We might want to give this some additional thought regarding the crows, as I am told that they are very intelligent and who wouldn’t want to be in Florida instead of freezing in Indiana. If they don’t figure it out on their own then we must help them along and kill them off to such a level that the animals can live in reasonable harmony with the human population.

Finally, I would suggest that there are enough people looking for work that the city could pay $2 per crow and reduce the population by 30,000 birds at a cost of 60,000 dollars which is a whole lot less that the money that will be expended studying the issue. I would also make another guess that these very smart animals will leave for a friendlier environment.

— Raymond E. Broshar

Terre Haute



Americans need to think for selves



Recently, a meeting of CPAC (Conservative Political Action Conference) took place in Washington, D.C. More than one person who was interviewed said they wanted this country to live by the ideals that our Founding Fathers established in the Constitution, states’ rights. Correct me if I’m wrong, but that issue was settled by the Civil War. For more than 220 years, what the Constitution says and what it means have been taken before the Supreme Court. Those questions are answered with finality.

So where do these folks get the notion that they are constitutional scholars. I doubt any of them have ever read a Supreme Court decision, much less any history of the court. They are, for want of a better word, constitutional fundamentalists. They are just like Christian or Islamic fundamentalists. They go to their source documents to justify what they already believe. Their beliefs are not thought out but what they are told to think. Talking heads like Rush Limbaugh and Glenn Beck are getting filthy rich by putting fear in people’s minds.

Everyone knows the dog that is afraid, attacks. People are the same way. Dick Cheney feeds on people’s fear their that lives will be lost in a terrorist attack. We have to come to grips that there will be terrorist attacks. In Britain, during the Blitz, virtually every office had a poster that read, “Keep calm and carry on”. We can be diligent and vigilant but can’t possibly stop every attempt.

The second theme I heard was the way to prosperity was to get rid of federal agencies and lower taxes. In the crowd that gathered at CPAC were many older people. I don’t believe for a minute they want to end Social Security and Medicare. Those two programs when added to the military budget consume virtually all the taxes paid into the federal treasury. Do they really want to get rid of the Justice Department, or Agriculture, or The Department of Education? Within their membership are a whole host of separate interests and each one needs the federal government to protect them.

At some point we will figure out that our national deficit will have to be paid with tax dollars. It should be noted that under the Clinton Administration, taxes were raised, prosperity reigned and we had a surplus. Under the Bush Administration, taxes were lowered and we accumulated a $1.3 trillion deficit that culminated in a financial collapse. The very notion that taxes are the antithesis or prosperity is pure bunk. If that were true, the tax rate would be zero and we would all be millionaires.

Our country has a bushel of problems to face. I have always believed that God expects us to use the reason he gave us. Praying is the lazy man’s way of dealing with difficulties. We need to put our collective heads together and acting in a cooperative manner, get busy.

— Ray G. Simmons

Terre Haute



Stop fretting, start celebrating crows



Enough with the crows already. God put them here — before us I do believe — he will take them away. They are here for what? Eight to 12 weeks?

Make something positive from a bad situation (in some people’s lives not mine) and have a “crow festival” (tents advisable).

### Items from a dataset
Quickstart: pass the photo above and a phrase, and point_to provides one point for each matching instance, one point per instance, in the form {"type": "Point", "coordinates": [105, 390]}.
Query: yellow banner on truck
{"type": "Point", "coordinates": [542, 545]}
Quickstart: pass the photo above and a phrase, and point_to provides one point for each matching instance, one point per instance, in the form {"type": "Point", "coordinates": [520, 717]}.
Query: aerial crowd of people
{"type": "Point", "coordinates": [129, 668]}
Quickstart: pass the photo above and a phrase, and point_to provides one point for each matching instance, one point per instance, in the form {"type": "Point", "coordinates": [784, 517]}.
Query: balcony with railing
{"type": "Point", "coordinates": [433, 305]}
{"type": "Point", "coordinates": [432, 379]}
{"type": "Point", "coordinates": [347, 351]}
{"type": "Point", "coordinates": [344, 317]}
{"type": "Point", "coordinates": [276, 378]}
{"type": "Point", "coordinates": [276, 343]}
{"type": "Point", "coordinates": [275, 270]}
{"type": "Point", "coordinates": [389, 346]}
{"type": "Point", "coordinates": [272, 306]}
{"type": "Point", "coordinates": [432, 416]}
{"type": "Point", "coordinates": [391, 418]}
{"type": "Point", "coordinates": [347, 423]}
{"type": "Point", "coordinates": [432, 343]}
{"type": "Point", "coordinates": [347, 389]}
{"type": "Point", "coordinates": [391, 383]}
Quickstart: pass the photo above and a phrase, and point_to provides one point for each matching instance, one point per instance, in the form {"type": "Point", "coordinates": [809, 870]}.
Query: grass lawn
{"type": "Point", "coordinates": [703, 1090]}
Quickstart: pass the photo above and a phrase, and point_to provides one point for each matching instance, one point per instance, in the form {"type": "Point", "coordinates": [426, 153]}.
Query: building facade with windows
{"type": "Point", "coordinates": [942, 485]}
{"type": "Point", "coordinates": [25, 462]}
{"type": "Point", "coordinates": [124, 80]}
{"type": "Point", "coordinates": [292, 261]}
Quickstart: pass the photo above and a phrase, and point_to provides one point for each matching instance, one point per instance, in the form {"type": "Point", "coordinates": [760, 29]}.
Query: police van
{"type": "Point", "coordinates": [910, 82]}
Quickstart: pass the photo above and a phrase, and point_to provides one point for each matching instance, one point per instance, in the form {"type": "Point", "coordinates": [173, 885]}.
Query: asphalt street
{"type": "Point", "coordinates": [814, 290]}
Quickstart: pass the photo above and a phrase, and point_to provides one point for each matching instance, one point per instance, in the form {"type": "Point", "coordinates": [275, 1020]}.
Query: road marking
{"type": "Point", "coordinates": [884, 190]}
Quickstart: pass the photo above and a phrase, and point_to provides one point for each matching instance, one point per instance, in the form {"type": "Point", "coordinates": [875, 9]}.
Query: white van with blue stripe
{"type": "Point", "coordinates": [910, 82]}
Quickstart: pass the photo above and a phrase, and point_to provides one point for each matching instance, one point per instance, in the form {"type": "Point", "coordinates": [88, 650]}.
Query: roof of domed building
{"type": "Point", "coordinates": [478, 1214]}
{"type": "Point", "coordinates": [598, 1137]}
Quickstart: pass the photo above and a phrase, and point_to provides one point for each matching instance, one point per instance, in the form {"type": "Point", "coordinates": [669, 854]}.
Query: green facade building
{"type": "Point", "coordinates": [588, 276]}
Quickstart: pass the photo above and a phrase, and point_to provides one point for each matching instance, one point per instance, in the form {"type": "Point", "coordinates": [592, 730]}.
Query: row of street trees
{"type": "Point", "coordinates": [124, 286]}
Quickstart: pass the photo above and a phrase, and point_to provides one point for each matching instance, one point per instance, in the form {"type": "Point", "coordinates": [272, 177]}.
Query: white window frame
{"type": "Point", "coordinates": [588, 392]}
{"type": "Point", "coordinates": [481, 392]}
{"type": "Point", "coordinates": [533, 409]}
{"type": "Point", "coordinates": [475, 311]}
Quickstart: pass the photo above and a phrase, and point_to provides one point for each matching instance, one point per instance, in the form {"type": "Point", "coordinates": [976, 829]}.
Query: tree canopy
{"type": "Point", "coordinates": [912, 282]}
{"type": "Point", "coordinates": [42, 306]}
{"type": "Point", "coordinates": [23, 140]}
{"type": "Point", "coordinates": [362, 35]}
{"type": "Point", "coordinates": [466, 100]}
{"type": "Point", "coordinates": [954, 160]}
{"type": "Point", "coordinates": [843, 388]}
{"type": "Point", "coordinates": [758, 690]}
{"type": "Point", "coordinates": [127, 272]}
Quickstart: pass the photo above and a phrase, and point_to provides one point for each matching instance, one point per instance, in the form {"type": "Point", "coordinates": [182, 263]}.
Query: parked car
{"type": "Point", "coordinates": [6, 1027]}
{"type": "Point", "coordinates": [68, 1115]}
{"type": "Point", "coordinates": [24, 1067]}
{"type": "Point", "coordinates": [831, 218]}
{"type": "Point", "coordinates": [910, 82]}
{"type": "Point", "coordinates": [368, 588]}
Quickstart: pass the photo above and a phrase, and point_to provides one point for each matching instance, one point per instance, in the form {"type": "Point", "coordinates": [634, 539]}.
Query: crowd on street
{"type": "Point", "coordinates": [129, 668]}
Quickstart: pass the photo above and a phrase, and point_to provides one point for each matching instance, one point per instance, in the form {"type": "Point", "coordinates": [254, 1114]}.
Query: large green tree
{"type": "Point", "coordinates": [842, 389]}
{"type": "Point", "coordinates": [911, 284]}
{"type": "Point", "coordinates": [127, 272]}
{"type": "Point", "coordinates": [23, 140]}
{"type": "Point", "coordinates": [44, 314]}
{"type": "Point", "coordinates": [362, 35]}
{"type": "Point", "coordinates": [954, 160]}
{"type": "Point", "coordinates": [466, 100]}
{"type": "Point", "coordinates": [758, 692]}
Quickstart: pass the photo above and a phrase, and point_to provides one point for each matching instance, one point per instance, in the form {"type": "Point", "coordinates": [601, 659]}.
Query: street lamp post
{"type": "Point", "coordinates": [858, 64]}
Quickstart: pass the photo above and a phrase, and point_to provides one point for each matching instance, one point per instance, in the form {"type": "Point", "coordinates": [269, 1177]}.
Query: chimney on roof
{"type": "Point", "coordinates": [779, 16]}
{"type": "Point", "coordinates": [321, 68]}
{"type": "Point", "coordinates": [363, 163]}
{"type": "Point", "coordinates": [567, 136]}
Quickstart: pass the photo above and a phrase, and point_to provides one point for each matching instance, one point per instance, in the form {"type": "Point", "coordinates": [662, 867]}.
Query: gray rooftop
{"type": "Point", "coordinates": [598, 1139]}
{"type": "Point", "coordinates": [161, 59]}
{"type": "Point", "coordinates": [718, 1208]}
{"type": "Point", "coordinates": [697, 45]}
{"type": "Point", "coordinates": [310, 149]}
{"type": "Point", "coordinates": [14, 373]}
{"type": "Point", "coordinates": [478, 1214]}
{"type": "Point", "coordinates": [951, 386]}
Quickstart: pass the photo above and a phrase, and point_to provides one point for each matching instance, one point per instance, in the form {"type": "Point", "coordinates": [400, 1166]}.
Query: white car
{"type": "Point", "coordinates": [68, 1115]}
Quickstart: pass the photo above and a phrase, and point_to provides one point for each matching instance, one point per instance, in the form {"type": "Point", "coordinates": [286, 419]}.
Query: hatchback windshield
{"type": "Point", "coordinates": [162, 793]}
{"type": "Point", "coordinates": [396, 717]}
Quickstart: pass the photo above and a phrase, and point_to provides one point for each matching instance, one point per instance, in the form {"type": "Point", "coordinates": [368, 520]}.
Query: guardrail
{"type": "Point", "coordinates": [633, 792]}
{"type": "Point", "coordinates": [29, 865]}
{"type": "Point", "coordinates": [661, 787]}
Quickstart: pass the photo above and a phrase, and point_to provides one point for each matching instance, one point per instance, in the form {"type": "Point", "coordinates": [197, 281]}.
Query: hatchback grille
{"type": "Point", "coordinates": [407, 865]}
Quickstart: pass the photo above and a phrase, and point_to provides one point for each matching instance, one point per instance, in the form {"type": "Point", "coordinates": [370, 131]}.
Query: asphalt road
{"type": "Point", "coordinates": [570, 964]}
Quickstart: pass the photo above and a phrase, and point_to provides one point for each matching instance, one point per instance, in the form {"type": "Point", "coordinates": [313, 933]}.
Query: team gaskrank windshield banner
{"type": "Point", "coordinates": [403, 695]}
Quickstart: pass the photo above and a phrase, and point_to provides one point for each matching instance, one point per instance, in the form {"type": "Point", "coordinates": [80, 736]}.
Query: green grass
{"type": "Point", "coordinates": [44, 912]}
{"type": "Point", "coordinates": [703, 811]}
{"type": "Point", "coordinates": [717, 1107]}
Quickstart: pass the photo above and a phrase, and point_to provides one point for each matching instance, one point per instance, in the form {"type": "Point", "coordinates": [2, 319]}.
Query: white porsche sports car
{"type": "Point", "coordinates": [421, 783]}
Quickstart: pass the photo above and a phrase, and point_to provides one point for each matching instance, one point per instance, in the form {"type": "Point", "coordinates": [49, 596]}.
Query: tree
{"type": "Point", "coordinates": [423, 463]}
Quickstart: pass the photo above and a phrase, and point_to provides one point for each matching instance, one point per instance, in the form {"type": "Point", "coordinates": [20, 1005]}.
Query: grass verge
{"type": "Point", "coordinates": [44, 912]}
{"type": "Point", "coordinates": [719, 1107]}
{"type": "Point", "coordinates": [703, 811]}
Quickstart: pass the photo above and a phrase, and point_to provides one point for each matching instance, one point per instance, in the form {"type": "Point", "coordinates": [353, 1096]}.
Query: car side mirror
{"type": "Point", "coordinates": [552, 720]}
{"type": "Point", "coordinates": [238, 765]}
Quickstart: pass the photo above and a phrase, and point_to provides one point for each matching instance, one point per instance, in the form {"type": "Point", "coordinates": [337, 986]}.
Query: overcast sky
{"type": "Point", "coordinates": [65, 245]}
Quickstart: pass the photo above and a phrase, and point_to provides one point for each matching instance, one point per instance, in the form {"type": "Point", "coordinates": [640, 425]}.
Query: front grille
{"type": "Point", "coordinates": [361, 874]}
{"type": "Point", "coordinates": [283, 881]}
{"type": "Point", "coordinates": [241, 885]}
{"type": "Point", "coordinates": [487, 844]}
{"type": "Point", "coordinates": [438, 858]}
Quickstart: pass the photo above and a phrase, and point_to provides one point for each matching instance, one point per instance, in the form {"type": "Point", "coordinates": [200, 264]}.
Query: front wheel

### WORK INSTRUCTION 1
Quote the letters to the editor word for word, starting at "We might want" and ending at "a friendlier environment.".
### WORK INSTRUCTION 2
In the letters to the editor, what did the poster seen in virtually every British office during the Blitz say?

### EXERCISE RESULT 1
We might want to give this some additional thought regarding the crows, as I am told that they are very intelligent and who wouldn’t want to be in Florida instead of freezing in Indiana. If they don’t figure it out on their own then we must help them along and kill them off to such a level that the animals can live in reasonable harmony with the human population.

Finally, I would suggest that there are enough people looking for work that the city could pay $2 per crow and reduce the population by 30,000 birds at a cost of 60,000 dollars which is a whole lot less that the money that will be expended studying the issue. I would also make another guess that these very smart animals will leave for a friendlier environment.

### EXERCISE RESULT 2
"Keep calm and carry on"